>> Start Text

Irene Papas, an exotic beauty, is a widow who attracts the attention of all the men in town, especially a boy whose unrequited passion leads to suicide after he learns that she opened her bedroom to the newcomer, Basil. It is a small part, but she is the film's most sympathetic character. (That it takes Basil most of the movie to act on the obvious overture from the attractive widow is the most exasperating aspect of that man's character). Tragic consequences follow as the entire town holds her responsible. Most readers of the book and viewers of the film surely find their savage response crazy and not anathema to any civilized society. It is difficult to know if the author, Kazantzakis, meant it as some sort of allegory, or as a striking means to contrast their character with that of Zorba, but the scene is quite shocking and unexpected. Only Zorba tries to come to her aid. Basil's tepid reaction is inexplicable and disgusting in light of the couple's recent consummation. After this failure in manhood and decency, it is impossible to like the man.

Irene Papas

The townspeople close in.

A subplot involves Zorba's relationship with an older French woman who runs the hotel, Madame Hortense (Lila Kedova). A lonely woman, well aware that her better days are long behind her, she finds solace and comfort in the arms of the passionate Zorba. For his part, Zorba cares little for monogamy, at one point telling Basil he has known the "full catastrophe: wife, children, and home." Still, for her sake, he makes the old girl happy by participating in an informal wedding shortly before her death. Here we have the second disturbing scene as the raving townspeople loot her residence ahead of the taxman with her body lying on the bed. Sure they are dirt poor, but their timing is outrageously disrespectful.

In the end, Basil's attempt to make the mine a going concern fails miserably. Zorba's complicated plan to bring timber down the mountain to shore up the mine shaft goes haywire. This helps convince Basil that he is out of his element and must return home. It hasn't been a total waste, however; a little of Zorba has rubbed off. Basil asks his mentor to teach him to dance and the film ends with a wonderful scene: the camera starts in a medium shot and slowly pulls back to a high overhead one showing the two men, arm in arm, prancing on the beach.

The crisp black and white photography makes the stark countryside look inhospitable, just like the people. Mostly a rocky island and poor town, it is nothing spectacular to look at. The familiar score creates a perfectly Mediterranean mood.

The film was nominated for 7 Oscars, including Best Film, Actor, and Director.

Thursday, August 16, 2012

From Here to Eternity (1953) - Fred Zinnemann

The Japanese attack on Pearl Harbor is just around the corner -- two hours into the film, actually -- in this terrific story of Army soldiers stationed at Schofield Barracks. The main protagonist is prideful, hard-headed private Robert E. Lee Prewitt (Montgomery Clift). He's recently transferred into a new outfit, G Company, upset over being replaced as first bugler at his old regiment. A skilled boxer, Prewitt has given up the sweet science because of an unfortunate accident in the ring -- he blinded an opponent. That doesn't sit well with his new captain, Dana Holmes, desperate to win the regimental boxing title. Prewitt soon finds himself the target of the "treatment," harassment from the boxing squad, a bunch of muscular non-coms intent on changing his mind.

Montgomery Clift as Robert E. Lee Prewitt.

>> End Text

| Set of tasks |
1 > Duplicate the film review from "Thursday, August 16, 2012" up to and including "E. Lee Prewitt.".
2 > Which characters from the two films does the film review name? List each one.

>> Start Data supplied

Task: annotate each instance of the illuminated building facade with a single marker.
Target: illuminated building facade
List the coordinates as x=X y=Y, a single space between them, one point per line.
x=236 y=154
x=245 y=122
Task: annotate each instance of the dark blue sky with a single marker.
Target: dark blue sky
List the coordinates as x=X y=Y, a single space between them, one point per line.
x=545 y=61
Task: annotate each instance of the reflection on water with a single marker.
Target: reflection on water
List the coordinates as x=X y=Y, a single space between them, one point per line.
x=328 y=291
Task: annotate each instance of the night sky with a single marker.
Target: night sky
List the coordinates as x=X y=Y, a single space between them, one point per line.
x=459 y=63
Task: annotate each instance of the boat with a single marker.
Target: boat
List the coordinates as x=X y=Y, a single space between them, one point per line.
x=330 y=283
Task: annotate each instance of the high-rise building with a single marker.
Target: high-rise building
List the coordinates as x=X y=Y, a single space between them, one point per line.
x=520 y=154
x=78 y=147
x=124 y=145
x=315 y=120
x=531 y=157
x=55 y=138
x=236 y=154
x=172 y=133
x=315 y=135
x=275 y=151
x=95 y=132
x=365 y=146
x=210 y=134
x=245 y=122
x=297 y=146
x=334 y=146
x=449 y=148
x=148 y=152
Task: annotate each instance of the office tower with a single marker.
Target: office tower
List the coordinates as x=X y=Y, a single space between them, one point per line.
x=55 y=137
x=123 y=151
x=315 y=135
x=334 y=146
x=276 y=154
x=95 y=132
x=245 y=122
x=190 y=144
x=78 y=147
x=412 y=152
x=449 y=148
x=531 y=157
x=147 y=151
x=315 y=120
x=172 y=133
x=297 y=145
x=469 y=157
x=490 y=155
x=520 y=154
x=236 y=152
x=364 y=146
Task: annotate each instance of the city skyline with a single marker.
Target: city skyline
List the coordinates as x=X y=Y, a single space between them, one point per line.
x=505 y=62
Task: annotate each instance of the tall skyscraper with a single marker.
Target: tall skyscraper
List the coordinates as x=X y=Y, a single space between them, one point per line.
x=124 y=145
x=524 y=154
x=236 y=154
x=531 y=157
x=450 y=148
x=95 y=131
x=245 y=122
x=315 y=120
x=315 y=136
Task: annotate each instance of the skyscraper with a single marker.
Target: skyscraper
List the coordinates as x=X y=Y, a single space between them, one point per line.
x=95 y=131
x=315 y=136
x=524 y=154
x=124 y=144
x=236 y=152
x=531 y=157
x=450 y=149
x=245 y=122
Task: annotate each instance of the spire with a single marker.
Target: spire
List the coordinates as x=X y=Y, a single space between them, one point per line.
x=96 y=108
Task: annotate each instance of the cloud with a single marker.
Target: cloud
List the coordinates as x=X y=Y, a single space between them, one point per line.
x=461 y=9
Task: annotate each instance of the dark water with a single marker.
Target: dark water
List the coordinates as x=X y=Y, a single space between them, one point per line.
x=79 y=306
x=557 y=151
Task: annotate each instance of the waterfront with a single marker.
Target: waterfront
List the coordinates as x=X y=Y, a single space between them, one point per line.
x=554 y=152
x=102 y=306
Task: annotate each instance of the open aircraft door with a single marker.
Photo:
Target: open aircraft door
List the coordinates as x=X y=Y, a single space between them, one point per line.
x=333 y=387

>> End Data supplied

| Solution list |
1 >
Thursday, August 16, 2012

From Here to Eternity (1953) - Fred Zinnemann

The Japanese attack on Pearl Harbor is just around the corner -- two hours into the film, actually -- in this terrific story of Army soldiers stationed at Schofield Barracks. The main protagonist is prideful, hard-headed private Robert E. Lee Prewitt (Montgomery Clift). He's recently transferred into a new outfit, G Company, upset over being replaced as first bugler at his old regiment. A skilled boxer, Prewitt has given up the sweet science because of an unfortunate accident in the ring -- he blinded an opponent. That doesn't sit well with his new captain, Dana Holmes, desperate to win the regimental boxing title. Prewitt soon finds himself the target of the "treatment," harassment from the boxing squad, a bunch of muscular non-coms intent on changing his mind.

Montgomery Clift as Robert E. Lee Prewitt.

2 >
- Basil
- Zorba
- Madame Hortense
- Robert E. Lee Prewitt
- Dana Holmes